▶ KUTIPAN BACAAN

---*---

Mantan Ketua Tim Reformasi Tata Kelola Migas Faisal Basri menilai Presiden Joko Widodo (Jokowi) menganut paham neoliberalisme yang lebih parah daripada Presiden RI sebelumnya, Susilo Bambang Yudhoyono (SBY).
Pasalnya, menurut dia, pada era pemerintahan Presiden Jokowi, harga BBM bersubsidi diserahkan pada mekanisme pasar yang berdampak gonjang-ganjing terhadap perekonomian dan komoditas lainnya.
“Enggak salah Pak Jokowi disebut neolib, lebih neolib daripada SBY,” ujar Faisal Basri di Habibie Center, Senin (15/6/2015).
Faisal Basri pun tidak percaya dengan jargon yang dikumandangkan Kabinet Kerja mengenai Nawacita saat ini. Sebab, Faisal menilai pemerintah yang bertanggung jawab tidak akan melemparkan harga BBM mengikuti fluktuasi.
“Nawacita apa kalau gitu? Negara harus terus hadir,” ungkap Faisal.
Faisal menyarankan pada saat harga BBM turun, pemerintah harus mengambil ruang fiskal yang ada untuk tabungan.

---*---

▶ INSTRUKSI TERTULIS A
Menurut artikel tentang kritik Faisal Basri terhadap kebijakan BBM, di mana ia menyampaikan pernyataannya?
Artikel tadi dan daftar sesudahnya merupakan materi yang terpisah satu sama lain.

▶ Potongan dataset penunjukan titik
---*---

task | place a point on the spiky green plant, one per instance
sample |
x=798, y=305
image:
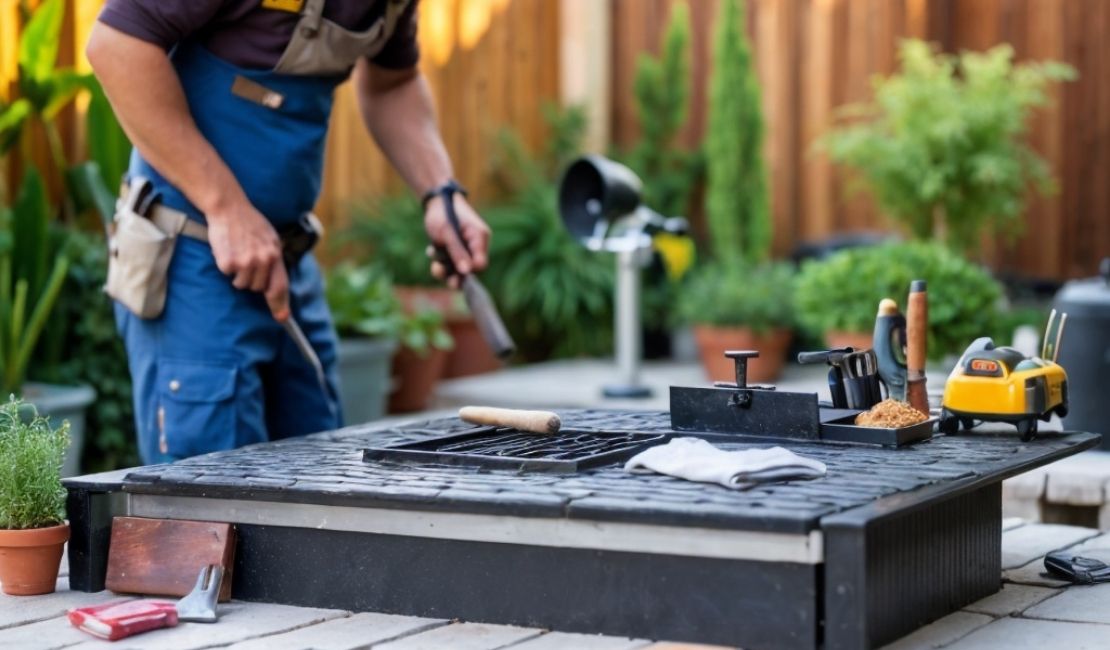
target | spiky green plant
x=736, y=190
x=31, y=454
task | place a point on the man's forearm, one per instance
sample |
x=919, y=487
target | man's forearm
x=397, y=110
x=150, y=103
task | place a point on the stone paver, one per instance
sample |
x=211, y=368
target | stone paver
x=464, y=637
x=22, y=609
x=1026, y=544
x=350, y=632
x=1080, y=603
x=941, y=632
x=1032, y=574
x=564, y=640
x=1012, y=599
x=238, y=622
x=1013, y=633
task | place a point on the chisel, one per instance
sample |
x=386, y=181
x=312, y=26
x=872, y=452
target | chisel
x=917, y=327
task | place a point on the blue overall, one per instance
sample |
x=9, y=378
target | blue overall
x=215, y=371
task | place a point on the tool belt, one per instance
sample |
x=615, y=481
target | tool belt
x=141, y=239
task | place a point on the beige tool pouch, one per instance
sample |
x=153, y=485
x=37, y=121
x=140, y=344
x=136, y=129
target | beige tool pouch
x=140, y=252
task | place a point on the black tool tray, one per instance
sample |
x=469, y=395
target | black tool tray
x=838, y=426
x=504, y=448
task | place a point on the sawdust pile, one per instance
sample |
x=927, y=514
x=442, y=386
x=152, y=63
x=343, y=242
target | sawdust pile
x=890, y=414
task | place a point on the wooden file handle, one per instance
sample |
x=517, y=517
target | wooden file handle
x=536, y=422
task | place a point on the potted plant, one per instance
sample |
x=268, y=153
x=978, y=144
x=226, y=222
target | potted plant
x=738, y=301
x=419, y=363
x=391, y=232
x=367, y=317
x=32, y=273
x=942, y=148
x=32, y=500
x=843, y=293
x=738, y=307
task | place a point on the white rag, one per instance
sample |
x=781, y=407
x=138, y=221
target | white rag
x=696, y=459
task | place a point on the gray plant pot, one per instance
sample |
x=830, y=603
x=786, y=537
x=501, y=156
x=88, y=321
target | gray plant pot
x=63, y=403
x=364, y=377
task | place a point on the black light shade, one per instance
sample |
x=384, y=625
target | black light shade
x=594, y=189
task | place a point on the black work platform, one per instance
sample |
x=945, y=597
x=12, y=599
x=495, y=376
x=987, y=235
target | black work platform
x=888, y=541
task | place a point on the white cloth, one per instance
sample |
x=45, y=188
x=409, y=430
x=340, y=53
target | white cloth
x=696, y=459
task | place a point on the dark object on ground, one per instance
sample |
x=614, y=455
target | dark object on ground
x=1086, y=355
x=1077, y=569
x=823, y=249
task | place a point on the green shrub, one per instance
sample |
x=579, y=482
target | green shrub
x=88, y=349
x=364, y=304
x=662, y=89
x=942, y=148
x=31, y=453
x=555, y=296
x=758, y=297
x=736, y=203
x=390, y=232
x=843, y=292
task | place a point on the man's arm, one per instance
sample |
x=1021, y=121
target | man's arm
x=150, y=103
x=397, y=110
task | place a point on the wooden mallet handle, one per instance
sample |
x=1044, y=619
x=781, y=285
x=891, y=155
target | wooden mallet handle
x=536, y=422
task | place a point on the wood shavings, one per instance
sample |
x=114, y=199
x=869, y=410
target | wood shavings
x=890, y=414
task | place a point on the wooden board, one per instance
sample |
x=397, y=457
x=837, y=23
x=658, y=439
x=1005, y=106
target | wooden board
x=162, y=557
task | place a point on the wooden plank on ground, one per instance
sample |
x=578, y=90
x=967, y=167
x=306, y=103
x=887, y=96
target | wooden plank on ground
x=342, y=633
x=464, y=637
x=561, y=640
x=239, y=621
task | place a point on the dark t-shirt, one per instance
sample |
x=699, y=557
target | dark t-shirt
x=248, y=34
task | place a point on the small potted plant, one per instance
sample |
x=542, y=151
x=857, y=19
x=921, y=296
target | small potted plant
x=369, y=318
x=733, y=306
x=841, y=293
x=32, y=500
x=419, y=363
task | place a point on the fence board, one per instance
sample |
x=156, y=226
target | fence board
x=827, y=56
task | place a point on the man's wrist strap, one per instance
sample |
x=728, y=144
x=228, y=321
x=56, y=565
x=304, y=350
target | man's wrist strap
x=447, y=191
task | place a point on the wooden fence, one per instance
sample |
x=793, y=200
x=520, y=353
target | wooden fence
x=814, y=56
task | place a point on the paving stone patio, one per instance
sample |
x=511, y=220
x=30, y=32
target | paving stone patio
x=1025, y=615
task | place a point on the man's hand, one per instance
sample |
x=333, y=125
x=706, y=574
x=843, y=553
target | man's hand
x=475, y=232
x=246, y=247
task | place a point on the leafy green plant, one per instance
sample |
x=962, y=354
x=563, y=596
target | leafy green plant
x=662, y=88
x=843, y=292
x=88, y=349
x=31, y=453
x=28, y=287
x=363, y=303
x=424, y=331
x=736, y=180
x=390, y=231
x=755, y=296
x=555, y=296
x=941, y=149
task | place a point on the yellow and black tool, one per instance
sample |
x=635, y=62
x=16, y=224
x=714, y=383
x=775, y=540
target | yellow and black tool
x=1000, y=384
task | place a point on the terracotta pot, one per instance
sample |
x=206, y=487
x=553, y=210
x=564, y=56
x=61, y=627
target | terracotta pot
x=472, y=354
x=29, y=559
x=713, y=342
x=414, y=378
x=856, y=339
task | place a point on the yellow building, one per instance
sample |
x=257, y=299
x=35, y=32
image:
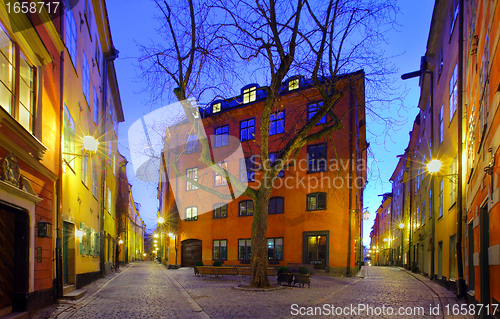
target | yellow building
x=91, y=107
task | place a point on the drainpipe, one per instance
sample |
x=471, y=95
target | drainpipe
x=58, y=251
x=461, y=282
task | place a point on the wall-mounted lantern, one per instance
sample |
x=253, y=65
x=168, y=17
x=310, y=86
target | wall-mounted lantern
x=44, y=228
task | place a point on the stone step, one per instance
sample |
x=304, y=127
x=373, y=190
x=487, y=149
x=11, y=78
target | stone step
x=68, y=288
x=16, y=315
x=75, y=295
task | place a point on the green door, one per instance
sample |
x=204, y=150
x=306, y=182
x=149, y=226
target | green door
x=66, y=236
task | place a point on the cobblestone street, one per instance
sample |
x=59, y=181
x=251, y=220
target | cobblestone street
x=149, y=290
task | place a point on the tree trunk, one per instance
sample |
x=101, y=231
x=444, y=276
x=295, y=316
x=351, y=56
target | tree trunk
x=259, y=243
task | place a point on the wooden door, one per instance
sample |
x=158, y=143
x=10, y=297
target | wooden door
x=191, y=252
x=7, y=253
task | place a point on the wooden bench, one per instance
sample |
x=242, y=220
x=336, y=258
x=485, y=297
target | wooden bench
x=216, y=271
x=247, y=271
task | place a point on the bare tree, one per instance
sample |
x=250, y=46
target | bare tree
x=213, y=41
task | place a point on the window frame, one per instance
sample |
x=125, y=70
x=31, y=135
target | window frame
x=219, y=137
x=319, y=159
x=246, y=202
x=275, y=211
x=189, y=185
x=316, y=196
x=247, y=129
x=192, y=217
x=275, y=122
x=219, y=245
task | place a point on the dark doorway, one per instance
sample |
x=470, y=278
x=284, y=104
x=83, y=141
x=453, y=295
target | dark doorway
x=483, y=257
x=191, y=252
x=14, y=259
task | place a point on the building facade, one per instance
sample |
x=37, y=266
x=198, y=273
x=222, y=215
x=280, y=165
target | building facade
x=311, y=219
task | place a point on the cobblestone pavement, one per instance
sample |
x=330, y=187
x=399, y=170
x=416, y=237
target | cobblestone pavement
x=149, y=290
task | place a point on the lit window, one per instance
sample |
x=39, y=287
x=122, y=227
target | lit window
x=71, y=35
x=16, y=74
x=316, y=158
x=222, y=136
x=245, y=208
x=220, y=180
x=247, y=130
x=86, y=78
x=191, y=173
x=272, y=160
x=453, y=92
x=192, y=144
x=216, y=108
x=191, y=213
x=316, y=201
x=220, y=249
x=275, y=248
x=276, y=205
x=293, y=85
x=249, y=95
x=220, y=211
x=277, y=123
x=68, y=136
x=312, y=109
x=247, y=169
x=244, y=249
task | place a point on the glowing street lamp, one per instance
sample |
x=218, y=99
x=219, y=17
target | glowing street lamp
x=434, y=166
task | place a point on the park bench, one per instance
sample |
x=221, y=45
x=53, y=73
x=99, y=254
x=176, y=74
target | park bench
x=247, y=271
x=216, y=271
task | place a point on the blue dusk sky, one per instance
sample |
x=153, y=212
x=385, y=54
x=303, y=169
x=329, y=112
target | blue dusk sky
x=132, y=22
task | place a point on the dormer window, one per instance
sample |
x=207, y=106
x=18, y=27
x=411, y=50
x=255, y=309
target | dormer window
x=249, y=95
x=293, y=84
x=216, y=108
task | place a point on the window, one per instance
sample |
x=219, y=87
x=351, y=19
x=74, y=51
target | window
x=440, y=199
x=316, y=201
x=191, y=173
x=453, y=93
x=244, y=249
x=220, y=180
x=312, y=109
x=220, y=210
x=247, y=169
x=216, y=108
x=222, y=136
x=192, y=144
x=453, y=182
x=275, y=248
x=71, y=35
x=272, y=160
x=454, y=14
x=293, y=84
x=68, y=136
x=220, y=249
x=245, y=208
x=249, y=95
x=95, y=180
x=96, y=107
x=16, y=74
x=86, y=78
x=316, y=158
x=191, y=213
x=247, y=130
x=85, y=169
x=277, y=123
x=276, y=205
x=440, y=128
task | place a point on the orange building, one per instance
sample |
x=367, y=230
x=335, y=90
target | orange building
x=315, y=207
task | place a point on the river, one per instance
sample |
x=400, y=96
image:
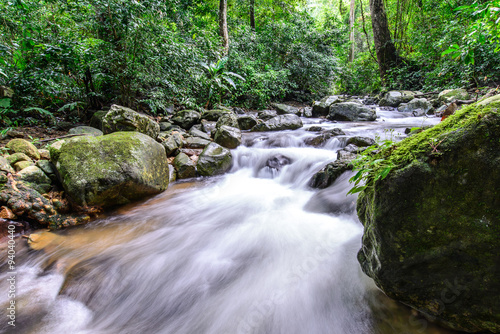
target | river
x=255, y=251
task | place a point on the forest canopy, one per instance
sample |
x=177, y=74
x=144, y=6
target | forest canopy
x=62, y=56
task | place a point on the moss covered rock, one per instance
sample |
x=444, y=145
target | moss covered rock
x=23, y=146
x=119, y=118
x=111, y=170
x=214, y=160
x=432, y=226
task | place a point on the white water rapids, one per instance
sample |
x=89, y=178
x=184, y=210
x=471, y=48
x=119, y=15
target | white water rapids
x=255, y=251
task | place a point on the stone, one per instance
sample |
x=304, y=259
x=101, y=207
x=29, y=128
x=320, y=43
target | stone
x=36, y=178
x=85, y=130
x=361, y=141
x=196, y=142
x=228, y=137
x=20, y=165
x=331, y=172
x=120, y=118
x=23, y=146
x=246, y=122
x=267, y=114
x=450, y=95
x=186, y=118
x=351, y=112
x=96, y=120
x=5, y=165
x=110, y=170
x=184, y=166
x=44, y=154
x=198, y=133
x=283, y=109
x=214, y=160
x=431, y=237
x=322, y=107
x=418, y=107
x=395, y=98
x=278, y=123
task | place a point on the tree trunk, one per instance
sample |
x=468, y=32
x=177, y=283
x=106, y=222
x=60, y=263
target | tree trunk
x=387, y=55
x=252, y=14
x=351, y=31
x=223, y=26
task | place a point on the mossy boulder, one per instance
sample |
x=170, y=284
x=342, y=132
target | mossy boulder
x=278, y=123
x=110, y=170
x=228, y=137
x=432, y=226
x=120, y=118
x=23, y=146
x=214, y=160
x=351, y=112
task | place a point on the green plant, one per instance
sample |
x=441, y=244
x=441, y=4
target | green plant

---*---

▶ INSTRUKSI TERTULIS B
Tulis ulang baris-baris daftar dari baris yang memuat "task | place a point on the man's wrist" sampai dan termasuk baris yang memuat "x=856, y=339", lalu geser koordinat jawabannya dengan menambahkan 109 pada setiap angkanya. Tulis hanya baris-baris tersebut.

▶ JAWABAN LENGKAP A
Di Habibie Center.

▶ JAWABAN LENGKAP B
task | place a point on the man's wrist strap, one per instance
sample |
x=728, y=144
x=228, y=321
x=56, y=565
x=304, y=350
target | man's wrist strap
x=556, y=300
task | place a point on the wooden fence, one per instance
sample |
x=793, y=200
x=520, y=353
target | wooden fence
x=923, y=165
task | place a point on the paving stone patio, one per instance
sample |
x=511, y=220
x=30, y=32
target | paving stone patio
x=1134, y=724
task | place a point on the man's hand, one per instance
sample |
x=333, y=125
x=706, y=574
x=843, y=553
target | man's hand
x=584, y=341
x=355, y=356
task | place a point on the leafy green plant, one per instance
sample |
x=962, y=354
x=563, y=596
target | leafy green plant
x=771, y=197
x=952, y=401
x=197, y=458
x=140, y=562
x=137, y=396
x=472, y=412
x=533, y=440
x=845, y=289
x=499, y=340
x=864, y=405
x=664, y=405
x=1050, y=258
task | place a point on the yellow and black tool, one per instance
sample |
x=635, y=62
x=16, y=224
x=714, y=383
x=775, y=540
target | yellow and black tool
x=1109, y=493
task | place a point on the terracotta pot, one per instance
sample |
x=206, y=487
x=553, y=210
x=564, y=56
x=61, y=627
target | terracotta pot
x=581, y=463
x=138, y=668
x=822, y=451
x=523, y=487
x=965, y=448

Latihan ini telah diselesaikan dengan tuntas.